SOURCE MATERIAL Start Marker
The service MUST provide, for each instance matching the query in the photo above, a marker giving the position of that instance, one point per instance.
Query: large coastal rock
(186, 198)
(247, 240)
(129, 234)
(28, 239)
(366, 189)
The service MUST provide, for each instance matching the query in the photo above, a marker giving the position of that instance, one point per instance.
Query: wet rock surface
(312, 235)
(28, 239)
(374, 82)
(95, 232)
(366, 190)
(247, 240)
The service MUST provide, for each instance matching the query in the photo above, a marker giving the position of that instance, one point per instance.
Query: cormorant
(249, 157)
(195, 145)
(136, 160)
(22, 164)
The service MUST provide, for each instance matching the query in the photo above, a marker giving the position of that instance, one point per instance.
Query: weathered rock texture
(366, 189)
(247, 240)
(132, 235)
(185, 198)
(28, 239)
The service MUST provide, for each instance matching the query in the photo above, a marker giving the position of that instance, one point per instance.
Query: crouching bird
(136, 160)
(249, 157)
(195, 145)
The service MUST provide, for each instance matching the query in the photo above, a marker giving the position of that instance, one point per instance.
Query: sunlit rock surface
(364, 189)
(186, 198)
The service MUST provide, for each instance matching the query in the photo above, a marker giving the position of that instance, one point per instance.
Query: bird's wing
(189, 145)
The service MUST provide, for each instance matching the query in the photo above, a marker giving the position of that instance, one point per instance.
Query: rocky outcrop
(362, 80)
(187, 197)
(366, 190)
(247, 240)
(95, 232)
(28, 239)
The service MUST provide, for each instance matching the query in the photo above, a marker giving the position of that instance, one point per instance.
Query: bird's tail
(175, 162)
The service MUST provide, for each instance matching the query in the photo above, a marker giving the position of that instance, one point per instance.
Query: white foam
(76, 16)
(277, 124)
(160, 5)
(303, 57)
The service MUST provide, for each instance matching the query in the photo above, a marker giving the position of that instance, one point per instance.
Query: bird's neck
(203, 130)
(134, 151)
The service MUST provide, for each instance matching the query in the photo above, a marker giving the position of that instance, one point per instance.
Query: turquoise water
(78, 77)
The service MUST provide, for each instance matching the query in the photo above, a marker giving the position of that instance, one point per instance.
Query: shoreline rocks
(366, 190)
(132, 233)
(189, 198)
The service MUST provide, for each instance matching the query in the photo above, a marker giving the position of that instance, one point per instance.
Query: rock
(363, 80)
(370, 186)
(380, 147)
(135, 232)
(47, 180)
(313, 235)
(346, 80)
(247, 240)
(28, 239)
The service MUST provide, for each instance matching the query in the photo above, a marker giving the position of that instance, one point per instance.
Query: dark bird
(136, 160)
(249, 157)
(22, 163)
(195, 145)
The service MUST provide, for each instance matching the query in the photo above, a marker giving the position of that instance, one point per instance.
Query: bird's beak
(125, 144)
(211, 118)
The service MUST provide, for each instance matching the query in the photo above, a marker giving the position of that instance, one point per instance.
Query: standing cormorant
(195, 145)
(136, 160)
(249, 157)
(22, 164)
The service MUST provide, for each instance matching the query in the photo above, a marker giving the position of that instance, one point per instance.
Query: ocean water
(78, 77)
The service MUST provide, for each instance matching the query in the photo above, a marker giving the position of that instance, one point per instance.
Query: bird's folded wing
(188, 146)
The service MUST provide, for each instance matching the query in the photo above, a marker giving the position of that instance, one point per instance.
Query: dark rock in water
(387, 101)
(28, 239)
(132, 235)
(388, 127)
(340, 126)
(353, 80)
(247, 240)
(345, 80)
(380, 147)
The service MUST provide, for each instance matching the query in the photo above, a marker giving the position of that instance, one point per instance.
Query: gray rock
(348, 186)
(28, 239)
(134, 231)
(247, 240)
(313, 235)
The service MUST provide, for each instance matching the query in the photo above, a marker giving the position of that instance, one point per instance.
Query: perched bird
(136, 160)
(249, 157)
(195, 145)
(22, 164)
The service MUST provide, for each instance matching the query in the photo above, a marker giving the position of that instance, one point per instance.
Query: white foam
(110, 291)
SOURCE MATERIAL End Marker
**PROMPT**
Every line above should be written out again exactly as it stands.

**EXERCISE OUTPUT**
The service MUST provide, for each instance matching the query in the photo above, a marker giving the position of that instance, one point per instance.
Query: large coastal rock
(186, 198)
(247, 240)
(129, 234)
(28, 239)
(366, 189)
The service MUST provide, for each instance matching the query in the photo above, a marker giving the position of that instance, one point per instance.
Query: wet rock surface
(312, 235)
(28, 239)
(374, 82)
(95, 232)
(366, 190)
(247, 240)
The service MUST provide, for each instance matching the query in the photo above, a marker giving the position of that instance, one point per instance.
Query: cormorant
(249, 157)
(195, 145)
(136, 160)
(22, 164)
The service MUST provide, for each instance matching the query in the photo above, a marker giving the position of that instance, one point per instance.
Query: weathered rock texture
(366, 189)
(247, 240)
(132, 235)
(185, 198)
(28, 239)
The service MUST provide, for each instance matching the query in the photo above, a marker giving the position of that instance, one point per instance.
Query: crouching bird
(136, 160)
(249, 157)
(195, 145)
The service MUST provide, for each instance matching the query in the photo above, a marker giving the position of that instance, one point per instance.
Query: sunlit rock surface
(364, 189)
(186, 198)
The service MUST provide, for each instance matching the query in the photo above, a marker giving the position of that instance, one point per instance.
Query: bird's wing
(189, 145)
The service MUST provide, for each instance matching the query in the photo above, a marker giving the position of that instance, one point per instance.
Query: rocky outcrop
(362, 80)
(187, 197)
(366, 190)
(247, 240)
(95, 232)
(28, 239)
The service MUST provide, for each instance matching the query in the photo above, a marker giving the position of that instance, one point per instance.
Query: bird's tail
(175, 162)
The service MUST provide, for each instance matching the query in the photo above, a marker giving the position of that instance, one point per instance.
Query: white foam
(76, 16)
(277, 124)
(160, 5)
(303, 57)
The service MUST provide, for each instance matching the query in the photo above, a marker giving the position of that instance, one point per instance.
Query: bird's neck
(203, 130)
(134, 151)
The service MUST provide, for each instance matching the query in the photo above, a marker giving the position of that instance, one point per instance.
Query: turquoise water
(78, 77)
The service MUST provide, for each instance matching the query in the photo above, a marker giving the position of that instance, one point per instance.
Query: shoreline rocks
(366, 190)
(132, 233)
(189, 198)
The service MUST provide, for each instance matching the query in the photo above, a marker giving the position of that instance, one point per instance.
Query: rock
(363, 80)
(370, 186)
(380, 147)
(135, 232)
(47, 180)
(313, 235)
(346, 80)
(247, 240)
(28, 239)
The service MUST provide, for each instance matching the query in the photo above, a marker giving the position of that instance, one point per instance.
Query: dark bird
(136, 160)
(249, 157)
(22, 163)
(195, 145)
The service MUST provide, for each instance matching the query in the photo above, a marker giving the position of that instance, one point per instance.
Query: bird's beak
(125, 144)
(211, 118)
The service MUST provide, for each instance matching the query in the photo above, a marker giving the position of that instance, one point per instance.
Query: standing cormorant
(195, 145)
(136, 160)
(249, 157)
(22, 164)
The service MUST provide, for each instance matching the query in the photo above, a marker giving the position of that instance, one point per instance.
Query: ocean water
(78, 77)
The service MUST provide, for each instance matching the query in the photo above, a marker giving the position of that instance, one point per instance.
Query: bird's folded wing
(188, 146)
The service MUST provide, for each instance matching the query in the photo above, a marker giving the position of that instance, one point per instance.
Query: dark rock in water
(387, 101)
(28, 239)
(132, 235)
(388, 127)
(340, 126)
(353, 80)
(247, 240)
(345, 80)
(380, 147)
The service MUST provide, for each instance matching the query in the photo above, a marker giving the position of that instance, one point per instance.
Query: gray rock
(348, 186)
(28, 239)
(134, 231)
(247, 240)
(313, 235)
The service MUST provide, for each instance matching the query in the photo above, a marker giving the position of that instance, one point per instance.
Query: perched bird
(136, 160)
(249, 157)
(195, 145)
(22, 164)
The service MUST provide, for each instance matching the query in the photo above, a marker giving the position of that instance, one point per instance.
Query: white foam
(110, 291)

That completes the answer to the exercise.